(Exercise material begins)
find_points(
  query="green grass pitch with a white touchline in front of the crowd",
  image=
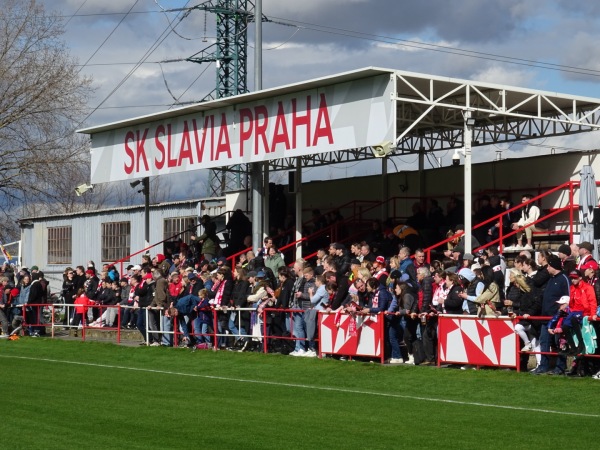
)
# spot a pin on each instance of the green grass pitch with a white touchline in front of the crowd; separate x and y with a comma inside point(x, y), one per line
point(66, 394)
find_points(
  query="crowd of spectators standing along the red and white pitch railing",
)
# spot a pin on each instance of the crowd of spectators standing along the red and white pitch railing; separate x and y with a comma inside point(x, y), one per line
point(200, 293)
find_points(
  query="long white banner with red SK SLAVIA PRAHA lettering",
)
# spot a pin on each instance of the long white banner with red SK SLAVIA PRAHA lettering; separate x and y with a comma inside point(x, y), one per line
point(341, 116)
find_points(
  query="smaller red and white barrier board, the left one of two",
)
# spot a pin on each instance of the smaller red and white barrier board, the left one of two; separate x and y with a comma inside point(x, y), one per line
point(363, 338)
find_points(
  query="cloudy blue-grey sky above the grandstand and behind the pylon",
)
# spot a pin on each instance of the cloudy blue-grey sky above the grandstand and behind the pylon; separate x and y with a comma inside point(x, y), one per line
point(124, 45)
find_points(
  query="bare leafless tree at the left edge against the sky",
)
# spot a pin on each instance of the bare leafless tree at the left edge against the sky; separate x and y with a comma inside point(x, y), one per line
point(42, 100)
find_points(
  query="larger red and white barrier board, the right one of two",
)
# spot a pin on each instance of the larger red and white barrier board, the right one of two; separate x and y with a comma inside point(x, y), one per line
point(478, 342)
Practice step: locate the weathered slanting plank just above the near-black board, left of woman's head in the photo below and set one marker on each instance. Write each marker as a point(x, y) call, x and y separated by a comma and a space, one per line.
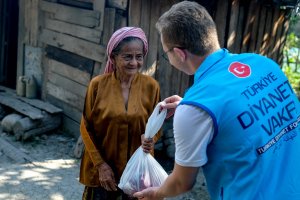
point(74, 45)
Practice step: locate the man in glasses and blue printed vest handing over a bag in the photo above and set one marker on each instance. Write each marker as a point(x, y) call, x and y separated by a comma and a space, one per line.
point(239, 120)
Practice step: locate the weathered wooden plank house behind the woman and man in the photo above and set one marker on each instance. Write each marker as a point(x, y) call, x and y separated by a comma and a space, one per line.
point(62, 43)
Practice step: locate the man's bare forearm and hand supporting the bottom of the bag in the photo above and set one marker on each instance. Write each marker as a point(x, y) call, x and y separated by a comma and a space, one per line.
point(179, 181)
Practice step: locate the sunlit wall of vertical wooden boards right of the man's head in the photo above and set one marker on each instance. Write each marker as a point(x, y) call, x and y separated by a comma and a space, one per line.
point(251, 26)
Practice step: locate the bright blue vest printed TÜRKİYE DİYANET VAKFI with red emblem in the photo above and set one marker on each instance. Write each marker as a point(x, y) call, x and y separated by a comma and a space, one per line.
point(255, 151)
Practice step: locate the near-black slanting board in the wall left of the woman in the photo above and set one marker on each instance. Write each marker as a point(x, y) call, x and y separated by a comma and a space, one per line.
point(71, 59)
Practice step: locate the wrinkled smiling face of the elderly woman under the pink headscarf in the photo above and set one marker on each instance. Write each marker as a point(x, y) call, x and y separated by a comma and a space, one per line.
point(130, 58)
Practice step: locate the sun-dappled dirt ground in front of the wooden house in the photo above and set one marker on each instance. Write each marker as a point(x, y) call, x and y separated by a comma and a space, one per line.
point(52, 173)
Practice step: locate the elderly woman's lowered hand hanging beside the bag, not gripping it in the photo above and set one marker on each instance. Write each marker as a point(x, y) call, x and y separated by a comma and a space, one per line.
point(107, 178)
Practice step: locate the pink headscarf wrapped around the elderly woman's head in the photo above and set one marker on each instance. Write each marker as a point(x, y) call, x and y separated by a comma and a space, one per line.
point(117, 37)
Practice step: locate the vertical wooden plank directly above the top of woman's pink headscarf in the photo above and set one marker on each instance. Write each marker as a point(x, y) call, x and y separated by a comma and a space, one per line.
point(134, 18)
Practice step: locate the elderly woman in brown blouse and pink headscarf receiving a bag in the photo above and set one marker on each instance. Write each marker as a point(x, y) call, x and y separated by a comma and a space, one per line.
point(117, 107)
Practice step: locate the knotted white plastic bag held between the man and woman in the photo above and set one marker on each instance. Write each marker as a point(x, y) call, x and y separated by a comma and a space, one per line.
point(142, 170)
(Exercise material ends)
▶ Exercise aim: Search the entries above for "query". Return every line that has it.

▶ Result for this exercise:
  query="green grass pitch with a white touchline in front of the crowd",
  query="crowd of spectators standing along the red and white pitch railing",
  query="long white banner with red SK SLAVIA PRAHA lettering",
  query="smaller red and white barrier board, the left one of two",
  query="cloudy blue-grey sky above the grandstand and behind the pylon",
  query="bare leafless tree at the left edge against the sky",
  query="larger red and white barrier board, the right one of two",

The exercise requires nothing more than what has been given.